((

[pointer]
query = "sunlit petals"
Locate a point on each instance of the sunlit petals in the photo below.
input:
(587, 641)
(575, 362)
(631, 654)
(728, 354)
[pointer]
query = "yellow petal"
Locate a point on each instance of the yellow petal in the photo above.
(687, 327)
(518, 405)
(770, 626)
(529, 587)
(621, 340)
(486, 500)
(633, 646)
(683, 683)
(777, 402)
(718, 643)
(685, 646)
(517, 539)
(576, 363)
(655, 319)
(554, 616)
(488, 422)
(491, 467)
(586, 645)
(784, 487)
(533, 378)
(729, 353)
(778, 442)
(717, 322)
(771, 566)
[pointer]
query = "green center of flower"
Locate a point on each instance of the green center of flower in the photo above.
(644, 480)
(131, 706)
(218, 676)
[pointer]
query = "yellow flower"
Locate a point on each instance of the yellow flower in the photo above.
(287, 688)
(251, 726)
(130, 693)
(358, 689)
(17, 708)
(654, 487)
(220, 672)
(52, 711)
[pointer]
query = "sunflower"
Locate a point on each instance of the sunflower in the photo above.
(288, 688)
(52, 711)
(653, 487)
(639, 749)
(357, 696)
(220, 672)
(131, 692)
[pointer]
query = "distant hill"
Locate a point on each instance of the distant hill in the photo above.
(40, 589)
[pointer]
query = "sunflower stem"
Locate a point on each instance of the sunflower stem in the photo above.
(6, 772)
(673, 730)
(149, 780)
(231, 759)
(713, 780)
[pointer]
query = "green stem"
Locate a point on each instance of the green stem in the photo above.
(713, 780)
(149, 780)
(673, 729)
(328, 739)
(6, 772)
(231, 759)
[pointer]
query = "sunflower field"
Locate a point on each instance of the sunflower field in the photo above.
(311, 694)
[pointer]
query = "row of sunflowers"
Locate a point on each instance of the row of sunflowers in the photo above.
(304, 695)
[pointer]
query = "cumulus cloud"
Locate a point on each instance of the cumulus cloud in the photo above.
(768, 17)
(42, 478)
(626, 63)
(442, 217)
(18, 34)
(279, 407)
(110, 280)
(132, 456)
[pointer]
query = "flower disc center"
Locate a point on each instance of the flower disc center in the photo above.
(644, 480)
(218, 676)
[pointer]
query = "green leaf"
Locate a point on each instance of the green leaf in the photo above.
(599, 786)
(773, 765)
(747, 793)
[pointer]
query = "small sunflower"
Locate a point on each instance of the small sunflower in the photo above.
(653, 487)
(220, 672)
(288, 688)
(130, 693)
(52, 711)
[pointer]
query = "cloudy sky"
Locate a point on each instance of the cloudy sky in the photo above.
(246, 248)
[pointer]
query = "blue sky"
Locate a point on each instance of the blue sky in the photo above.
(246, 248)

))

#### TASK INSTRUCTIONS
How many lines in the entries above contain the string "petals", counting only case-sensitive matches? Reply with the number alone.

#### EXPECTED ANSWER
2